**RECORDS PROVIDED**
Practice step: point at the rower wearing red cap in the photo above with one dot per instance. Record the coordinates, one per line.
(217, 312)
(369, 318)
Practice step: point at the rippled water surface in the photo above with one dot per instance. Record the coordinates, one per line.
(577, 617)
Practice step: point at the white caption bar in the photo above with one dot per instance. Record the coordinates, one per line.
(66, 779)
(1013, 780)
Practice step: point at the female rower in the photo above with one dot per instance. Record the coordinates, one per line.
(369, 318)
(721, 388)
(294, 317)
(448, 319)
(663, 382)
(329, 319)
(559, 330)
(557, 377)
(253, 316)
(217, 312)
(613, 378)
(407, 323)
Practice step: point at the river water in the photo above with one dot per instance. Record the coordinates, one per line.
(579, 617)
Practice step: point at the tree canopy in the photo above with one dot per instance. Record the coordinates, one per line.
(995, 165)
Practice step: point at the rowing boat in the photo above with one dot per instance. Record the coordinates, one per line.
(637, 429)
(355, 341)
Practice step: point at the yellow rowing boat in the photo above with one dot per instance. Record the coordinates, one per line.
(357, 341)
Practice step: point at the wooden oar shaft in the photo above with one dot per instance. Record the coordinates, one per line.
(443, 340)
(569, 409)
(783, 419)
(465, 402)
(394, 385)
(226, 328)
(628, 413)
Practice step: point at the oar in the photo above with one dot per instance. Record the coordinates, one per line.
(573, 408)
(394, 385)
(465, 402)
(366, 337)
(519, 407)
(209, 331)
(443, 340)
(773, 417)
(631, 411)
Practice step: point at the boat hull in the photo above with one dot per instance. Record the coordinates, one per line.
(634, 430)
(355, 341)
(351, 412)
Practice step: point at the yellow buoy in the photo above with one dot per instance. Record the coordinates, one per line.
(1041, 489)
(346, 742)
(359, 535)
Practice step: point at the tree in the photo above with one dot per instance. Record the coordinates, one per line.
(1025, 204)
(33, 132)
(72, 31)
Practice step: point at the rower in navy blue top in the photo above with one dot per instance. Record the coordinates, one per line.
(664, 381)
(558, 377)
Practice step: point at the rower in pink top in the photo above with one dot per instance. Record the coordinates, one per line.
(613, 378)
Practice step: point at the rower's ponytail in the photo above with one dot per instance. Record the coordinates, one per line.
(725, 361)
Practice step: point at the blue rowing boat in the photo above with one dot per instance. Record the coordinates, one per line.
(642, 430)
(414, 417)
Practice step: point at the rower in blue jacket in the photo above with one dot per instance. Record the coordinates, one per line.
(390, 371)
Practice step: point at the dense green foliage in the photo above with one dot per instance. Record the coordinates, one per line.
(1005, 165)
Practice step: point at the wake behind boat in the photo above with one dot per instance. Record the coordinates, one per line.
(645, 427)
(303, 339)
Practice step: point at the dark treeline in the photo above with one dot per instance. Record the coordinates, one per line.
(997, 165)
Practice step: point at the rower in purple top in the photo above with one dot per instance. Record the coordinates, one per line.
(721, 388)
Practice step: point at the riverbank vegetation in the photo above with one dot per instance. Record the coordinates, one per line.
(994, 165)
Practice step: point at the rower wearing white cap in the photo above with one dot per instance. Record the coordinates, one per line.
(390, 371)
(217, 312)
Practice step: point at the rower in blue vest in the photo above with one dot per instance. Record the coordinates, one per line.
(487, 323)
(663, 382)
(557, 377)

**SET TASK**
Copy out the entries above, starting at the line that contains "Practice step: point at the rower wearing white" and continuing through the last line of the entries, with both ends included.

**THE ANSWER**
Practice step: point at the rower wearing white cap in the photo above with one dot per instance. Record the coordinates, one per line.
(390, 371)
(217, 312)
Practice step: point at the rower in blue vest in the photo above with one dot per instance. Record the coordinates, one per line.
(487, 323)
(663, 382)
(557, 377)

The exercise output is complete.